**Desafio**:
Você pode reproduzir fielmente o trecho da entrevista abaixo, começando nas palavras "I.R.: Tenho 38" e parando depois de "Piraí e região?"?

**Trecho do texto**:
I.R.: Tenho 38 anos de profissão. Hoje estou na 10ª Coordenadoria Regional de Polícia do Interior, em Barra do Piraí. Toda vez que há necessidade de operação por lá, fico à disposição. Felizmente as delegacias do interior não sofrem com os altos índices de criminalidade.
  
J.C.: Como a estratégia para instalação das UPPs se deu de maneira pacífica, alguns infratores teriam migrado para o interior. Como está a situação em Barra do Piraí e região?
I.R.: Não temos evidências de que houve migração dos infratores para aquela área. Os índices de criminalidades de lá não sofreram alteração depois da instalação das UPPs na cidade do Rio de Janeiro. Mas estamos sempre atentos a esse ponto para que não aconteça.

J.C.: Mesmo atuando na Polícia você tem uma ligação direta com o cinema. Como surgiu o interesse por esse assunto?
I.R.: Meu pai era detetive, se aposentou após 44 anos de serviço. Vivenciei aquele ambiente da vida de um policial, nasci respirando a polícia! A explicação está na evolução, ao longo do tempo, mas gosto de cinema desde criança. Dos 12 anos aos 18 anos fui projecionista de um cinema da Igreja Santo Afonso, na Tijuca. Quem viu o filme Cinema Paradiso, viu a história da minha vida! (risos). Era muito legal! O padre fazia censuras e eu cortava os fotogramas. (risos). Trabalhei por hobbie durante esse tempo, pois não ganhava muito dinheiro e, se continuasse nesse ramo, não ganharia nunca! Solitário na cabine, fazia as tarefas do colégio, me formando com tranqüilidade no segundo grau e parei com a atividade no cinema quando entrei para a faculdade de Direito, já pensando em seguir a carreira na polícia.

J.C.: Como reencontrou essa paixão?
I.R.: Parei com a atividade de projecionista, mas ela não saiu do meu coração e da minha vida! Terminei o curso de direito e fiz concurso para Comissário de Polícia (Delegado da época). Foi aí que o amor pelo cinema começou a me fazer bem, era uma válvula de escape da tensão de trabalhar na polícia. Eu extravasava com o cinema! Era o sonho e a realidade. A polícia lida com o que há de pior na sociedade, o cinema reduzia o meu desgaste. A minha paixão é tanta que minha filha seguiu para esse lado do cinema.

**Dados fornecidos**:
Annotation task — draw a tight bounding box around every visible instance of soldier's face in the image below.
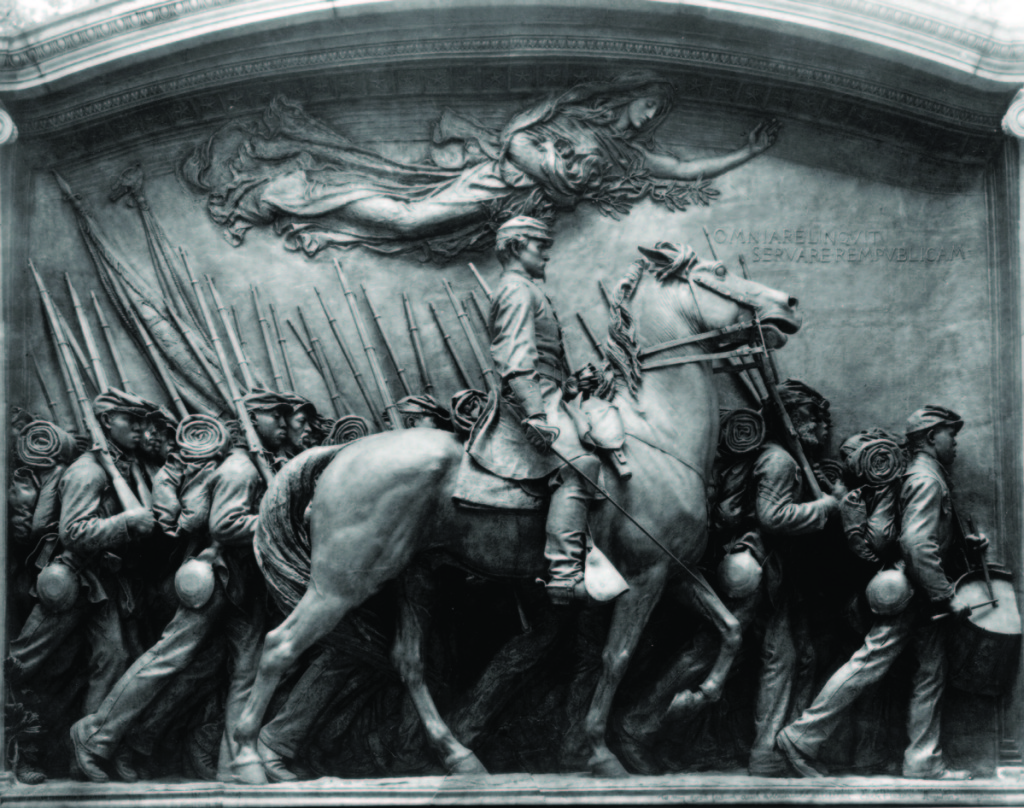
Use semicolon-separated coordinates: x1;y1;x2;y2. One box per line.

**Resposta do exercício**:
I.R.: Tenho 38 anos de profissão. Hoje estou na 10ª Coordenadoria Regional de Polícia do Interior, em Barra do Piraí. Toda vez que há necessidade de operação por lá, fico à disposição. Felizmente as delegacias do interior não sofrem com os altos índices de criminalidade.
  
J.C.: Como a estratégia para instalação das UPPs se deu de maneira pacífica, alguns infratores teriam migrado para o interior. Como está a situação em Barra do Piraí e região?